▸ **PETUNJUK LATIHAN**:
a. Sebutkan semua nama daerah atau lokasi geografis dalam berita khutbah Idul Adha di bawah, termasuk yang muncul sebagai bagian dari nama lembaga. Nama bangunan tidak termasuk.
b. Tuliskan kelanjutan berita khutbah Idul Adha di bawah, dimulai setelah kalimat terakhirnya.

▸ **KUTIPAN TEKS**:
· · · ·
PWMU.CO – Berkumpulnya juataan jamaah haji saat wukuf di Padang Arafah dengan pakaian ihram yang sama, serba putih, menjadi simbol bahwa manusia itu sama derajatnya.
Dosen Pendidikan Ulama Tarjih Muhammadiyah (PUTM) Pimpinan Muhammadiyah Yogyakarta Muhammad Muhajir Lc MA menyampaikan hal itu dalam khutbah Idul Adha, Sabtu (9/7/2022).
Ribuan jamaah memadati halaman Masjid KH Ahmad Dahlan Gresik yang digelar Pimpinan Ranting Muhammadiyah (PRM) Banjarsari, Cerme.
“Sesungguhnya manusia sama derajatnya di hadapan Allah. Yang membedakannya adalah takwa,” ujarnya dalam khutbah yang dibacakan selama 35 menit.
Semangat persaamaan derajat manusia itu pula yang menjadi salah satu pesan Nabi Muhammad SAW dalam haji wada (perpisahan).
Nabi SAW, mengatakan, orang yang paling baik atau mulia di antara kalian ialah yang paling bertakwa kepada Allah. Tidak ada keistimewaan bagi orang Arab atau bangsa yang bukan Arab (ajam), kecuali dengan takwa.
· · · ·
Data penempatan titik
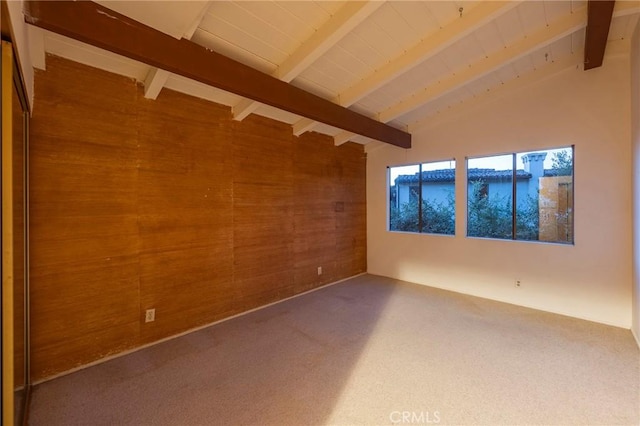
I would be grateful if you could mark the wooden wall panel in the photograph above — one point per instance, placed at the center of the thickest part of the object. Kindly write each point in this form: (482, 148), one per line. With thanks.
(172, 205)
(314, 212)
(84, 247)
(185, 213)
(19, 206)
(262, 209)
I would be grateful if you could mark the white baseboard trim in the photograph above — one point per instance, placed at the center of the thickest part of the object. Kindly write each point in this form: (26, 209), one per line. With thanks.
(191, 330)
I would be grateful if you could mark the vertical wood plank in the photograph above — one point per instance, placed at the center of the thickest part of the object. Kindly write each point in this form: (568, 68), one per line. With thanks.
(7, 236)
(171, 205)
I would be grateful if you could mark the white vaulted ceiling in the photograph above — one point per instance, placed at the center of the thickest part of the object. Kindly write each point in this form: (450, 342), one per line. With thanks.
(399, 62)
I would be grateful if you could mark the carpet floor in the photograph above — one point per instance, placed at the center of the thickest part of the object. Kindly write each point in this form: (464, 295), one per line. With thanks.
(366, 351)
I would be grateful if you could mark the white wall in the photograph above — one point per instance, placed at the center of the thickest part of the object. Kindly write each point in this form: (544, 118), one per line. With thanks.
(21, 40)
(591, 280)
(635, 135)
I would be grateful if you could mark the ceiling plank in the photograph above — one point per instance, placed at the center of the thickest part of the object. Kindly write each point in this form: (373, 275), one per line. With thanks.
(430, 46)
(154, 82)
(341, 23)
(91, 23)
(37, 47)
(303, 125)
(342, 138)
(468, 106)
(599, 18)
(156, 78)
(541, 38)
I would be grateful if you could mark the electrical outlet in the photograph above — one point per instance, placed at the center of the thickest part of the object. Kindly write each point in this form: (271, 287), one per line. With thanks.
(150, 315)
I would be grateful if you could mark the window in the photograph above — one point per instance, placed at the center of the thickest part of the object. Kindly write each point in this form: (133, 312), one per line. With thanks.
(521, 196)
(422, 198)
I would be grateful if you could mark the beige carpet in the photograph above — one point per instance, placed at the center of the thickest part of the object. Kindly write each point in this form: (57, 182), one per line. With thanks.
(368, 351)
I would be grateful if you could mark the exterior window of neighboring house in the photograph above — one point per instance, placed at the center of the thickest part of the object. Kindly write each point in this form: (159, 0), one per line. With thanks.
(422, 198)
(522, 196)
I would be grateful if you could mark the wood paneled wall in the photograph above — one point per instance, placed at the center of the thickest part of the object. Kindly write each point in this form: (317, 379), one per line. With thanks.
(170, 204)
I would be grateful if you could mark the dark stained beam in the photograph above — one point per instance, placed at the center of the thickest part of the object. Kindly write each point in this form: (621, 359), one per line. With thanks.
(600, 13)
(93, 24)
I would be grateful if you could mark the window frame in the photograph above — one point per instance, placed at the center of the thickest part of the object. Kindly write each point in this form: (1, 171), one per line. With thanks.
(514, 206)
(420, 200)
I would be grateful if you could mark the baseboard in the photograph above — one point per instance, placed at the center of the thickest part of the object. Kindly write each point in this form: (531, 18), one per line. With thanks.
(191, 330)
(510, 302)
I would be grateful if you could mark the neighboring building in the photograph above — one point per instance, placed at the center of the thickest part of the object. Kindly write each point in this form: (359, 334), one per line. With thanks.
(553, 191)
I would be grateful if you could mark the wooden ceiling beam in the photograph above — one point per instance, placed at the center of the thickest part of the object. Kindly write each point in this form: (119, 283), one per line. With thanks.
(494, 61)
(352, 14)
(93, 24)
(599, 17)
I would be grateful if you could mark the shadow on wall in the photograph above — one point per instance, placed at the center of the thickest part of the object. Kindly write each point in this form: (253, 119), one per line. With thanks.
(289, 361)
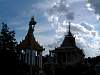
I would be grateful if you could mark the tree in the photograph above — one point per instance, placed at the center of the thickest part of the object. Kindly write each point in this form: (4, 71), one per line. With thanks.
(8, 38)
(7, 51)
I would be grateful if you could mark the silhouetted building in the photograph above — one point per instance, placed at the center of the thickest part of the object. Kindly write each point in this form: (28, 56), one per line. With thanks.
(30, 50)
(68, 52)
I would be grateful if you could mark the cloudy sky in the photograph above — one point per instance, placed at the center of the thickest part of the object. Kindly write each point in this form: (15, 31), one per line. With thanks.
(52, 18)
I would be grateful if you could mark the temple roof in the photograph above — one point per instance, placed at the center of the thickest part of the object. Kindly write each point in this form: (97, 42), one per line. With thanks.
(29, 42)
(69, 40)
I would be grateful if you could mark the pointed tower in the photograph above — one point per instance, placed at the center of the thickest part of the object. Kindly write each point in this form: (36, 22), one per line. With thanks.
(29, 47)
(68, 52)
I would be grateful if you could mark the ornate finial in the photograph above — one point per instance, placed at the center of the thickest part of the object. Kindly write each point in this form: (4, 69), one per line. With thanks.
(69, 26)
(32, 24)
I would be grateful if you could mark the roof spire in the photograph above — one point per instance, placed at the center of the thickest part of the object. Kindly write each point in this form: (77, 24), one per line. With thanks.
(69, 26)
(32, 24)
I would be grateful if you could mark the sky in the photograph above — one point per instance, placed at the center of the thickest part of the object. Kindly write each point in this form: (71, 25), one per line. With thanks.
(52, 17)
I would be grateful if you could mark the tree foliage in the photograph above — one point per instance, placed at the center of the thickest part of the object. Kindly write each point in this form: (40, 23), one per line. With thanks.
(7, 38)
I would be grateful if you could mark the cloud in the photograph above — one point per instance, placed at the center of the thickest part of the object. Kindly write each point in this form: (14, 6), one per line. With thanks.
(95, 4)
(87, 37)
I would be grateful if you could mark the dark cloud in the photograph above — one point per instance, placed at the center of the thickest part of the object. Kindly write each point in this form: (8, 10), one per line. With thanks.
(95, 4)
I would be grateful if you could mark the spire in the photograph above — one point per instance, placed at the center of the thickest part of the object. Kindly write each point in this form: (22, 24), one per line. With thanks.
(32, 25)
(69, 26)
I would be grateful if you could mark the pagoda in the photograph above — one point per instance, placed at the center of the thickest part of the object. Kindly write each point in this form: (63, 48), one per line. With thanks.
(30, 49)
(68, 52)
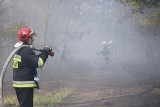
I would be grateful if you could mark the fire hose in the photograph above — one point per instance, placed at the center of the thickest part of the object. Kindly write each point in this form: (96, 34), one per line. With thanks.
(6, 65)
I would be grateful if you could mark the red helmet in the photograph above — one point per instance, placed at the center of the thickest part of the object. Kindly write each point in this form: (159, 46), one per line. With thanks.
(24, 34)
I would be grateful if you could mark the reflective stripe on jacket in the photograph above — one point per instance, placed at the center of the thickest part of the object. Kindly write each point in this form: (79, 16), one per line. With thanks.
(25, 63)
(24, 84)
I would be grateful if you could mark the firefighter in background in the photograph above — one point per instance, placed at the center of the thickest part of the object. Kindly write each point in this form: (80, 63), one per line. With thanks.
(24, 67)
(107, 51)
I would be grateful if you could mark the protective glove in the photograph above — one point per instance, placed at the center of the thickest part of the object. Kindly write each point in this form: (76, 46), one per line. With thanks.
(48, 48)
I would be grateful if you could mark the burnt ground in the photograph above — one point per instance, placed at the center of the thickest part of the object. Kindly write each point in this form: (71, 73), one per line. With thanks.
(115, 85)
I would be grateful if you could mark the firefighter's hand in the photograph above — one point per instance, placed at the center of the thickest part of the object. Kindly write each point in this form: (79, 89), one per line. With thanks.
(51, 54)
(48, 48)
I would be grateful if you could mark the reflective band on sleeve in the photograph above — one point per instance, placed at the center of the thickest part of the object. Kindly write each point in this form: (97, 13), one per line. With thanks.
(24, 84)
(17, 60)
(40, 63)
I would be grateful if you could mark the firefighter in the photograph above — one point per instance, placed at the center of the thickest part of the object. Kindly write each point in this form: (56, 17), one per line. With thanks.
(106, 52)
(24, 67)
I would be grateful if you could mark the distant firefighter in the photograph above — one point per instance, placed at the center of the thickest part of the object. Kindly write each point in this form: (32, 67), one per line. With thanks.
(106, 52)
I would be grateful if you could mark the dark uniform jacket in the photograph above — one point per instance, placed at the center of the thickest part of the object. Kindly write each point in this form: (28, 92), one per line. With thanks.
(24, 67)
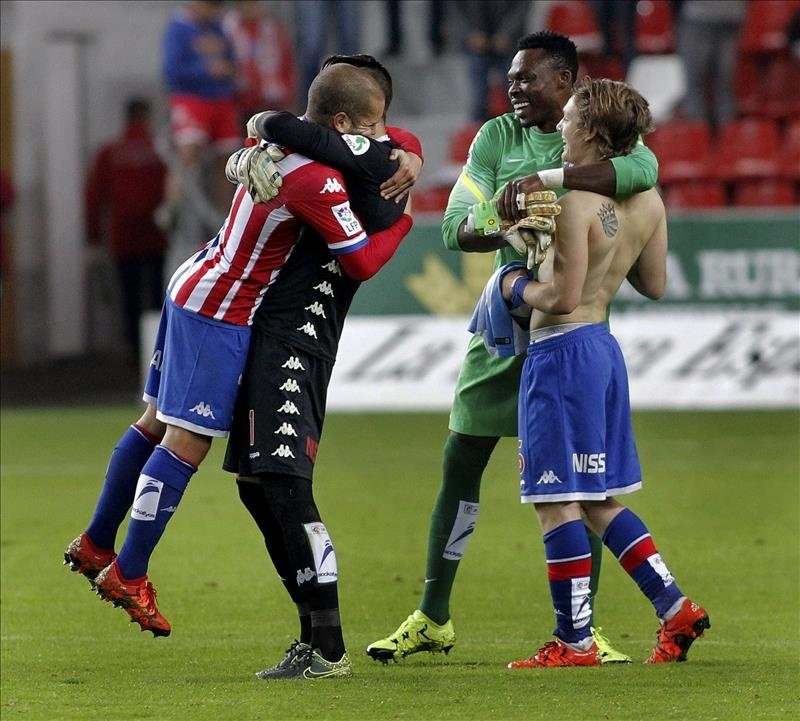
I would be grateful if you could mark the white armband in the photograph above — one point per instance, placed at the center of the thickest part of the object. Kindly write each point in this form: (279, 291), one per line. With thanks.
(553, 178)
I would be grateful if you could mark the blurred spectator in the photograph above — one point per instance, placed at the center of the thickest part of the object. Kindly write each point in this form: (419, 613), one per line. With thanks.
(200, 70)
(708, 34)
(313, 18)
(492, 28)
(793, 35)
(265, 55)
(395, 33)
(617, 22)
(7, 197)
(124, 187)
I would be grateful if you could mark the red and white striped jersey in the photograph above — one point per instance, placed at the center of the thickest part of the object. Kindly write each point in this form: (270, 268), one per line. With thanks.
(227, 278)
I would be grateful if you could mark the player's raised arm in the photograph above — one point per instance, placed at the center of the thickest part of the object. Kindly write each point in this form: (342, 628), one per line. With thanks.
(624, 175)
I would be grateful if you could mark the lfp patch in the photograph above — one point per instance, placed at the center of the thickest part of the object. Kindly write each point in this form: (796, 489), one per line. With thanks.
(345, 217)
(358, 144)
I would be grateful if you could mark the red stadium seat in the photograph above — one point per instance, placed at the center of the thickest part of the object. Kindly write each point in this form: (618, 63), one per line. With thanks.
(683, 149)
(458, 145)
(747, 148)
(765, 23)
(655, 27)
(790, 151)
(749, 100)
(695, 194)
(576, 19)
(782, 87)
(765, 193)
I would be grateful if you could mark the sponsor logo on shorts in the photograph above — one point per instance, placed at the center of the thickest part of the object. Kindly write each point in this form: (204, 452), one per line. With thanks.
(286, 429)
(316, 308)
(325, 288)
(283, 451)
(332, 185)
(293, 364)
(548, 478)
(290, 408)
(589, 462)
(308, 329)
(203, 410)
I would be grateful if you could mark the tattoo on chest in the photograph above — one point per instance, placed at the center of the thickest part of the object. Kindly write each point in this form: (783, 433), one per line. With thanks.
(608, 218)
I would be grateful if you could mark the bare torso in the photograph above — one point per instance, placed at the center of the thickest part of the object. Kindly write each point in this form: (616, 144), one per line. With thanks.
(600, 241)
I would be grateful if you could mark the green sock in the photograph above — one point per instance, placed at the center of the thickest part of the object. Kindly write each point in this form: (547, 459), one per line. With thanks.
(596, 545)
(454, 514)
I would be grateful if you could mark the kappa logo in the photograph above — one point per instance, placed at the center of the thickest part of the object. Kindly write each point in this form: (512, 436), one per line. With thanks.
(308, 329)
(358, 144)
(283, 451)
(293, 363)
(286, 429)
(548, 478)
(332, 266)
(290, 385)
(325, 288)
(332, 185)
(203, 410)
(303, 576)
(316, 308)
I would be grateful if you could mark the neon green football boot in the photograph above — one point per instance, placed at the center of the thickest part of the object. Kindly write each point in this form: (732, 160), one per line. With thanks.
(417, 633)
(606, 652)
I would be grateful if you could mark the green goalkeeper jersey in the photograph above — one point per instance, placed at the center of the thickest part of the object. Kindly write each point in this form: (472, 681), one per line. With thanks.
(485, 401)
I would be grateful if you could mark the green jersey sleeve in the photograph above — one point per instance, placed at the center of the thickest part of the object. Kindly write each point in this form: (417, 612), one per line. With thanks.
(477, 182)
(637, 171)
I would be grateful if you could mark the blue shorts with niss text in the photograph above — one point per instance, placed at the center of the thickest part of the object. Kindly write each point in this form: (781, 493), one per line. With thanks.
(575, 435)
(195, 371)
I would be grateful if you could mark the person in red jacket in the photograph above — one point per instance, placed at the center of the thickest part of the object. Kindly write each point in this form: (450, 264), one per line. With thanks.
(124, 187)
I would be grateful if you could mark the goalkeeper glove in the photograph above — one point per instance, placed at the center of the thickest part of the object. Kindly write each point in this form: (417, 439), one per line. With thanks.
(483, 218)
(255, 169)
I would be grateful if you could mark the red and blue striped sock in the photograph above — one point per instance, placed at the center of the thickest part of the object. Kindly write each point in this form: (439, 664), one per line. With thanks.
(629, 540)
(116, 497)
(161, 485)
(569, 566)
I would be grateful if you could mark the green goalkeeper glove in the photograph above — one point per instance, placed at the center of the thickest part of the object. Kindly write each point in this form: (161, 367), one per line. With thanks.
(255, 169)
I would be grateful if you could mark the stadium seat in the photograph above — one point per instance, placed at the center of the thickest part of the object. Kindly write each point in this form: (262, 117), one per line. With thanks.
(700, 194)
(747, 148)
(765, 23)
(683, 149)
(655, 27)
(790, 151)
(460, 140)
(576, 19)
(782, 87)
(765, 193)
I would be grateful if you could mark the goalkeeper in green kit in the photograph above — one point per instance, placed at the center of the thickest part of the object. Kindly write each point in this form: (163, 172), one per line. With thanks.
· · · ·
▸ **JAWABAN TUGAS**:
a. Padang Arafah, Yogyakarta, Gresik, Banjarsari, Cerme

b.
Ustadz Muhajir kemudian mengupas surat al-Hujurat ayat 13.
يَا أَيُّهَا النَّاسُ إِنَّا خَلَقْنَاكُمْ مِنْ ذَكَرٍ وَأُنْثَىٰ وَجَعَلْنَاكُمْ شُعُوبًا وَقَبَائِلَ لِتَعَارَفُوا ۚ إِنَّ أَكْرَمَكُمْ عِنْدَ اللَّهِ أَتْقَاكُمْ ۚ إِنَّ اللَّهَ عَلِيمٌ خَبِيرٌ
“Hai manusia, sesungguhnya Kami menciptakan kamu dari seorang laki-laki dan seorang perempuan dan menjadikan kamu berbangsa-bangsa dan bersuku-suku supaya kamu saling kenal-mengenal. Sesungguhnya orang yang paling mulia diantara kamu disisi Allah ialah orang yang paling takwa di antara kamu. Sesungguhnya Allah Maha Mengetahui lagi Maha Mengenal. “
Menurut Muhajir, ada tiga hikmah yang bisa dipetik dari ayat tersebut. Pertama, manusia itu satu keturunan dari Adam dan Hawa. Karena itu dia menepis teori-teori penciptaan manusia yang mengatakan manusia bukan dari Adam dan Hawa.
Kedua, prinsip hubungan sesama manusia adalah saling mengenal (litaarafu) karena manusia diciptakan berbeda-beda: bersuku-suku dan berbangsa-bangsa.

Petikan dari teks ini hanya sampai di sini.